# Direction
Repeat the part of the Erlang trie thread from "Thu Dec 30 15:54:47" to "all the lookups.", word for word.

# Source extract
>> BEGIN

[erlang-questions] Trie Data Structure

Thu Dec 30 15:54:47 CET 2010

The trie:test_speed/0 function is what I used for determining how fast the
trie was for lookups, when compared to a dict.  The wordlist used comes from
the Ubuntu 10.04 installation and is located at /usr/share/dict/words (98569
words with an average of 9.5 characters per word).  You can also specify
your own wordlist with test_speed/1.  The comparison stores all the words
and does lookups on all the words (using is_key, fetch, and find) while
tracking the time taken to do all the lookups.

On Wed, Dec 29, 2010 at 9:04 PM, Ryan Zezeski <rzezeski@REDACTED> wrote:

> On Wed, Dec 29, 2010 at 9:21 PM, Michael Truog <mjtruog@REDACTED> wrote:
>
>> Hi,
>>
>> I implemented a trie data structure that has performed 20% faster lookups
>> than the dict implementation in R14B01.  I have tested the code but it can
>> always benefit from more testing.  The trie module provides the same
>> interface as the dict module, but requires a list of integers for the key.
>> Please tell me if you find issues in the code.
>>
>> Code:
>>
>> https://github.com/okeuday/CloudI/blob/master/src/lib/cloud_stdlib/src/trie.erl
>>
>> Blog posts:
>> http://okeuday.livejournal.com/16454.html
>> http://okeuday.livejournal.com/16182.html (dict as the fastest general
>> tree
>> data structure)
>>
>> I know you can use ETS for similar problems, but avoiding shared data
>> helps
>> utilize Erlang's scalability advantages.
>>
>> Thanks,
>> Michael Truog
>>
>
> Do you have the benchmark and dataset available as well?  I wrote a trie in
> Erlang a few weeks ago and I'm just curious how it stacks up.
>
> --
> *.........01010...00..00...0100...00..00.
> .........10..11...0100...11..00..101.01.
> .111010..01100.....10....101110..01.101.
> .........10..10....11....01..10..10..01.
> .........00..00....00....00..00..00..00.
> ........................................*
>

>> END

# Information supplied
>> BEGIN

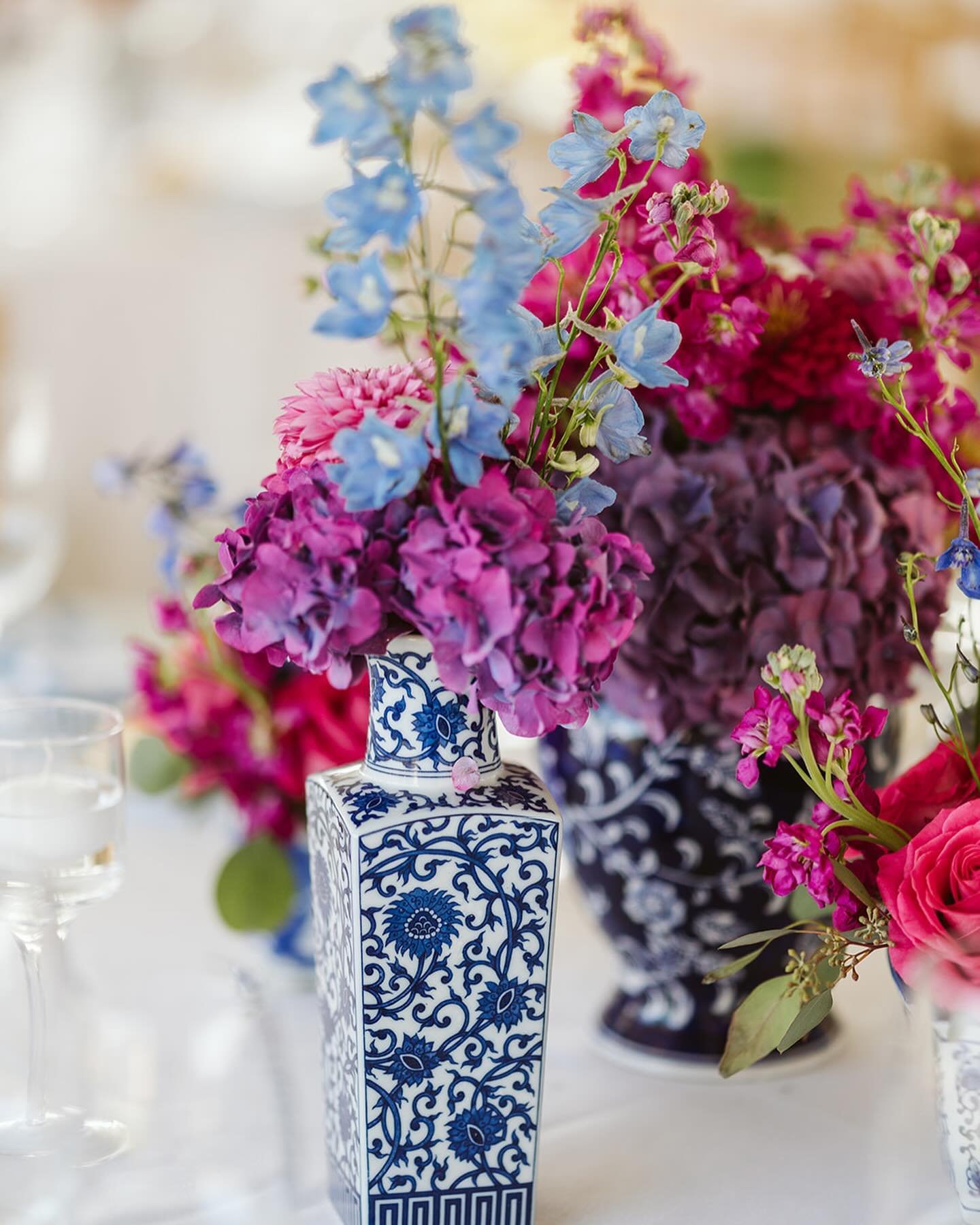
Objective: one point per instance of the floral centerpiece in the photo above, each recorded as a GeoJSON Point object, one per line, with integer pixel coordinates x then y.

>> END

# Solution
Thu Dec 30 15:54:47 CET 2010

The trie:test_speed/0 function is what I used for determining how fast the
trie was for lookups, when compared to a dict.  The wordlist used comes from
the Ubuntu 10.04 installation and is located at /usr/share/dict/words (98569
words with an average of 9.5 characters per word).  You can also specify
your own wordlist with test_speed/1.  The comparison stores all the words
and does lookups on all the words (using is_key, fetch, and find) while
tracking the time taken to do all the lookups.